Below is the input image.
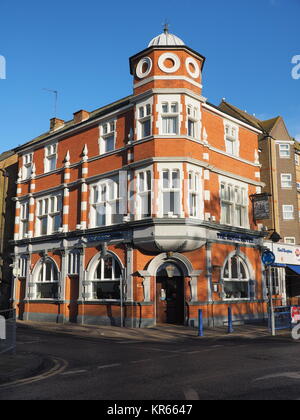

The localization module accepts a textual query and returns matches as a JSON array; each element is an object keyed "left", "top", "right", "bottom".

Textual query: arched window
[
  {"left": 222, "top": 255, "right": 250, "bottom": 300},
  {"left": 92, "top": 255, "right": 122, "bottom": 300},
  {"left": 35, "top": 259, "right": 59, "bottom": 299}
]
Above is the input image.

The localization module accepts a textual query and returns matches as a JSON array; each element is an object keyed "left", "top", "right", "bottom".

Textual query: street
[{"left": 0, "top": 327, "right": 300, "bottom": 400}]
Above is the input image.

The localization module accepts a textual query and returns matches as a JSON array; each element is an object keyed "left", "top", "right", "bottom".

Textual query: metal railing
[{"left": 0, "top": 309, "right": 17, "bottom": 356}]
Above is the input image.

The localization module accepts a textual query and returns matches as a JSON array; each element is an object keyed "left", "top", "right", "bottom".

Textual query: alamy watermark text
[
  {"left": 0, "top": 315, "right": 6, "bottom": 340},
  {"left": 292, "top": 55, "right": 300, "bottom": 80},
  {"left": 0, "top": 55, "right": 6, "bottom": 80}
]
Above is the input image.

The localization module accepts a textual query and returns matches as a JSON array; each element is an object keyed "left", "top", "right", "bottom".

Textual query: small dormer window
[{"left": 23, "top": 153, "right": 33, "bottom": 180}]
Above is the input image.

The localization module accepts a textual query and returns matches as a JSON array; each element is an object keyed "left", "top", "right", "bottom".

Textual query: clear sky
[{"left": 0, "top": 0, "right": 300, "bottom": 153}]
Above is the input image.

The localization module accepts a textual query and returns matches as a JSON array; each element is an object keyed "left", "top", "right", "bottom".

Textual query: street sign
[
  {"left": 261, "top": 250, "right": 276, "bottom": 265},
  {"left": 291, "top": 306, "right": 300, "bottom": 324}
]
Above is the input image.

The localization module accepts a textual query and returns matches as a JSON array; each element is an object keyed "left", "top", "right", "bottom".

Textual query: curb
[{"left": 0, "top": 352, "right": 52, "bottom": 387}]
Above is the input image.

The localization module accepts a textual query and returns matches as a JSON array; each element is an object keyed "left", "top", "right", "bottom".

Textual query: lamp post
[{"left": 263, "top": 230, "right": 282, "bottom": 337}]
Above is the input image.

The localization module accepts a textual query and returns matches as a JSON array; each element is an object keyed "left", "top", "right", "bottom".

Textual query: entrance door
[
  {"left": 156, "top": 263, "right": 184, "bottom": 324},
  {"left": 69, "top": 276, "right": 79, "bottom": 323}
]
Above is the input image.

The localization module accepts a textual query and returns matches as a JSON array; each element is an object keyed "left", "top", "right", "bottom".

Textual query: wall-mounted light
[{"left": 165, "top": 265, "right": 175, "bottom": 279}]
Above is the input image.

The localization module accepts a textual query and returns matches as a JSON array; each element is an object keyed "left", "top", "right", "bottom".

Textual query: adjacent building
[
  {"left": 220, "top": 101, "right": 300, "bottom": 304},
  {"left": 0, "top": 151, "right": 18, "bottom": 310},
  {"left": 14, "top": 28, "right": 270, "bottom": 327}
]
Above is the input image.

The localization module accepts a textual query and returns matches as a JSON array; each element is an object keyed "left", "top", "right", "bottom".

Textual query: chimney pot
[
  {"left": 50, "top": 118, "right": 65, "bottom": 131},
  {"left": 74, "top": 109, "right": 90, "bottom": 124}
]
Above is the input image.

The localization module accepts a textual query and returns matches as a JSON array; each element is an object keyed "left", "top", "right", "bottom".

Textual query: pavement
[{"left": 0, "top": 321, "right": 292, "bottom": 389}]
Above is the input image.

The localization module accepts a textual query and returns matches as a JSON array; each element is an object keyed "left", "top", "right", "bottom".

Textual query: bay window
[
  {"left": 33, "top": 259, "right": 59, "bottom": 299},
  {"left": 137, "top": 171, "right": 152, "bottom": 219},
  {"left": 188, "top": 171, "right": 200, "bottom": 217},
  {"left": 91, "top": 180, "right": 122, "bottom": 227},
  {"left": 20, "top": 201, "right": 29, "bottom": 239},
  {"left": 222, "top": 255, "right": 250, "bottom": 300},
  {"left": 100, "top": 121, "right": 116, "bottom": 154},
  {"left": 162, "top": 169, "right": 182, "bottom": 217},
  {"left": 225, "top": 122, "right": 239, "bottom": 156},
  {"left": 45, "top": 143, "right": 57, "bottom": 172},
  {"left": 138, "top": 103, "right": 152, "bottom": 139},
  {"left": 220, "top": 183, "right": 248, "bottom": 227},
  {"left": 37, "top": 195, "right": 62, "bottom": 236},
  {"left": 91, "top": 255, "right": 122, "bottom": 300},
  {"left": 22, "top": 153, "right": 33, "bottom": 180},
  {"left": 161, "top": 102, "right": 179, "bottom": 135}
]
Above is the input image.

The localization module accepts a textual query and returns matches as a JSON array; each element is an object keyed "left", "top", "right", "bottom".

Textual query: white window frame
[
  {"left": 136, "top": 99, "right": 153, "bottom": 140},
  {"left": 90, "top": 179, "right": 121, "bottom": 228},
  {"left": 160, "top": 168, "right": 182, "bottom": 217},
  {"left": 18, "top": 255, "right": 28, "bottom": 279},
  {"left": 99, "top": 119, "right": 117, "bottom": 155},
  {"left": 282, "top": 204, "right": 295, "bottom": 220},
  {"left": 224, "top": 121, "right": 240, "bottom": 157},
  {"left": 187, "top": 170, "right": 201, "bottom": 218},
  {"left": 89, "top": 253, "right": 122, "bottom": 302},
  {"left": 44, "top": 143, "right": 58, "bottom": 173},
  {"left": 36, "top": 194, "right": 63, "bottom": 236},
  {"left": 185, "top": 96, "right": 201, "bottom": 140},
  {"left": 136, "top": 169, "right": 153, "bottom": 220},
  {"left": 281, "top": 174, "right": 293, "bottom": 189},
  {"left": 68, "top": 249, "right": 80, "bottom": 276},
  {"left": 222, "top": 254, "right": 251, "bottom": 301},
  {"left": 279, "top": 143, "right": 291, "bottom": 159},
  {"left": 19, "top": 201, "right": 29, "bottom": 239},
  {"left": 220, "top": 180, "right": 249, "bottom": 228},
  {"left": 284, "top": 236, "right": 296, "bottom": 245},
  {"left": 22, "top": 153, "right": 33, "bottom": 180},
  {"left": 31, "top": 258, "right": 60, "bottom": 301}
]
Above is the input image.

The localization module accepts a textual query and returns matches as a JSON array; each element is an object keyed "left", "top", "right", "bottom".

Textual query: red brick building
[{"left": 14, "top": 29, "right": 266, "bottom": 327}]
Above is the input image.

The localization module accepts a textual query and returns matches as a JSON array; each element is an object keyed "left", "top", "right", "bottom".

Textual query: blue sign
[
  {"left": 87, "top": 232, "right": 124, "bottom": 242},
  {"left": 261, "top": 250, "right": 276, "bottom": 265}
]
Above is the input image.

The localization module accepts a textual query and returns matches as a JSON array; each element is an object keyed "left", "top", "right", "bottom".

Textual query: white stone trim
[
  {"left": 158, "top": 52, "right": 181, "bottom": 73},
  {"left": 134, "top": 76, "right": 203, "bottom": 89},
  {"left": 185, "top": 57, "right": 200, "bottom": 79},
  {"left": 135, "top": 57, "right": 153, "bottom": 79}
]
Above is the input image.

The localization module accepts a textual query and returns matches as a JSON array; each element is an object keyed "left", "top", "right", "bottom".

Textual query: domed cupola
[{"left": 148, "top": 25, "right": 185, "bottom": 47}]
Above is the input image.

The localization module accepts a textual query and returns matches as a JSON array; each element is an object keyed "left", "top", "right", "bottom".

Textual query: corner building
[{"left": 14, "top": 29, "right": 266, "bottom": 327}]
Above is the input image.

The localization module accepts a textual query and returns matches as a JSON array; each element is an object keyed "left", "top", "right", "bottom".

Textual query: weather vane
[
  {"left": 43, "top": 88, "right": 58, "bottom": 118},
  {"left": 163, "top": 19, "right": 170, "bottom": 34}
]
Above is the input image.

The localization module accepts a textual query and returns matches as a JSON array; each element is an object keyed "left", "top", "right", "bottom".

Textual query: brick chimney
[
  {"left": 50, "top": 118, "right": 65, "bottom": 131},
  {"left": 73, "top": 109, "right": 90, "bottom": 124}
]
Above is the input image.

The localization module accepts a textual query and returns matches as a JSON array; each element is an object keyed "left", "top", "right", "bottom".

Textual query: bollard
[
  {"left": 228, "top": 306, "right": 233, "bottom": 334},
  {"left": 198, "top": 309, "right": 204, "bottom": 337}
]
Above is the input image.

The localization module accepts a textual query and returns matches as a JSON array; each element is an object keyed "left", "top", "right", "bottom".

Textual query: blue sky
[{"left": 0, "top": 0, "right": 300, "bottom": 152}]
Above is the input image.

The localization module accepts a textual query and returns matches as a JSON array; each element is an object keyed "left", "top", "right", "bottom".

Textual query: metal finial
[{"left": 164, "top": 19, "right": 169, "bottom": 34}]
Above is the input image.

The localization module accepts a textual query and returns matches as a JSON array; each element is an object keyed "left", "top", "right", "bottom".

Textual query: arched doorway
[{"left": 156, "top": 262, "right": 184, "bottom": 324}]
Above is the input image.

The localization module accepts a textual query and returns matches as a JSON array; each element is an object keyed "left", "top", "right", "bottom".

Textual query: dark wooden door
[
  {"left": 156, "top": 277, "right": 184, "bottom": 324},
  {"left": 69, "top": 276, "right": 79, "bottom": 323}
]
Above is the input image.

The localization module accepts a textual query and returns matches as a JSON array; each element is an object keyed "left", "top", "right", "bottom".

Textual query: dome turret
[{"left": 148, "top": 25, "right": 185, "bottom": 47}]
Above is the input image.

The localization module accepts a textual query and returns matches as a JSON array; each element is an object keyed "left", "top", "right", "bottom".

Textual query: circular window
[
  {"left": 185, "top": 57, "right": 200, "bottom": 79},
  {"left": 136, "top": 57, "right": 152, "bottom": 79},
  {"left": 158, "top": 53, "right": 180, "bottom": 73}
]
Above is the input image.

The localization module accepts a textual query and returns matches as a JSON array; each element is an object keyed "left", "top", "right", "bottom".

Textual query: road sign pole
[{"left": 267, "top": 265, "right": 276, "bottom": 337}]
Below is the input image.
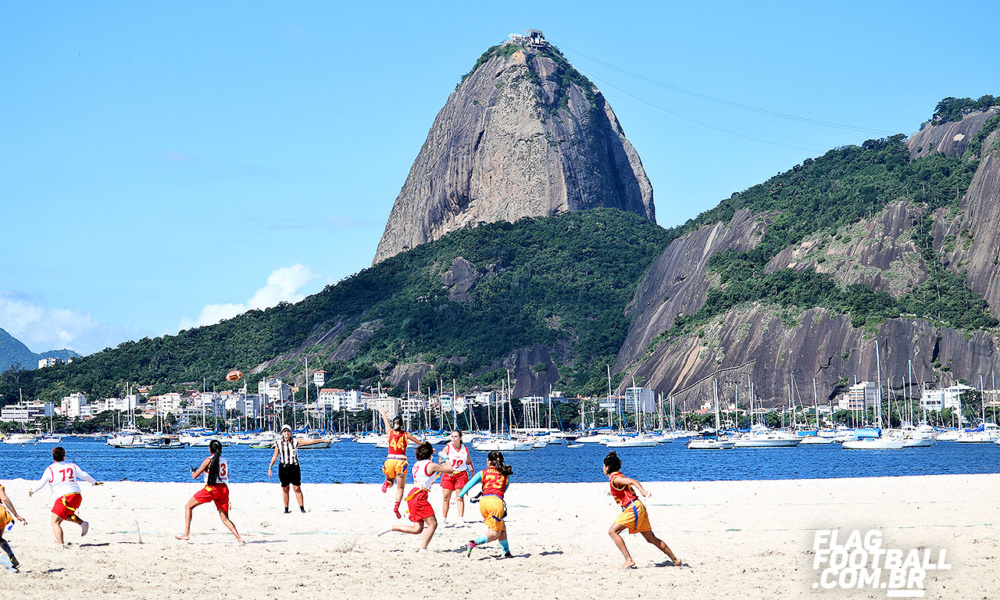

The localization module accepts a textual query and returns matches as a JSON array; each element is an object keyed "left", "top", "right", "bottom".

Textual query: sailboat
[
  {"left": 687, "top": 381, "right": 736, "bottom": 450},
  {"left": 840, "top": 340, "right": 905, "bottom": 450}
]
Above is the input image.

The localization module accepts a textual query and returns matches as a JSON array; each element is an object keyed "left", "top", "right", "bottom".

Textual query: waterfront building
[
  {"left": 0, "top": 402, "right": 55, "bottom": 425},
  {"left": 920, "top": 383, "right": 974, "bottom": 410}
]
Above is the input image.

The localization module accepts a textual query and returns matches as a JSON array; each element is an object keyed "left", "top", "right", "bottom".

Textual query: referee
[{"left": 267, "top": 425, "right": 330, "bottom": 514}]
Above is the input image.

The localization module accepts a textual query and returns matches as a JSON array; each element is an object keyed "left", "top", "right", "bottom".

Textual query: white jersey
[
  {"left": 441, "top": 442, "right": 472, "bottom": 473},
  {"left": 205, "top": 456, "right": 229, "bottom": 485},
  {"left": 32, "top": 461, "right": 97, "bottom": 500},
  {"left": 410, "top": 460, "right": 439, "bottom": 492}
]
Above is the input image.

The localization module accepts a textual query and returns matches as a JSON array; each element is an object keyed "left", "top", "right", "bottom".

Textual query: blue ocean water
[{"left": 0, "top": 438, "right": 1000, "bottom": 483}]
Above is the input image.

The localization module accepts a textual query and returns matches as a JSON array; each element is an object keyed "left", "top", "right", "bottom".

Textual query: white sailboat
[{"left": 687, "top": 382, "right": 736, "bottom": 450}]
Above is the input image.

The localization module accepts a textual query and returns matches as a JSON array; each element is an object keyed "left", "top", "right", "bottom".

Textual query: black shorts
[{"left": 278, "top": 464, "right": 302, "bottom": 487}]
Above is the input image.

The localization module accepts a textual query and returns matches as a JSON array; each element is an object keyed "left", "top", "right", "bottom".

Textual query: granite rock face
[
  {"left": 633, "top": 304, "right": 998, "bottom": 409},
  {"left": 767, "top": 202, "right": 927, "bottom": 297},
  {"left": 374, "top": 44, "right": 655, "bottom": 263},
  {"left": 906, "top": 108, "right": 997, "bottom": 158},
  {"left": 936, "top": 127, "right": 1000, "bottom": 317},
  {"left": 614, "top": 109, "right": 1000, "bottom": 409},
  {"left": 614, "top": 209, "right": 767, "bottom": 371}
]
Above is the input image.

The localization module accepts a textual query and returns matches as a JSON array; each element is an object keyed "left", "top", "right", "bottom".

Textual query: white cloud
[
  {"left": 180, "top": 264, "right": 319, "bottom": 329},
  {"left": 0, "top": 292, "right": 100, "bottom": 354}
]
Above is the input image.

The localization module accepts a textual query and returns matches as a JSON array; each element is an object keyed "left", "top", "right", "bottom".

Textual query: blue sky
[{"left": 0, "top": 1, "right": 1000, "bottom": 353}]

☆ ☆ ☆

GIVEN INSTRUCTION: How many lines in the rows above contain the word "sign"? Reply with the number alone.

TASK SOLUTION: 3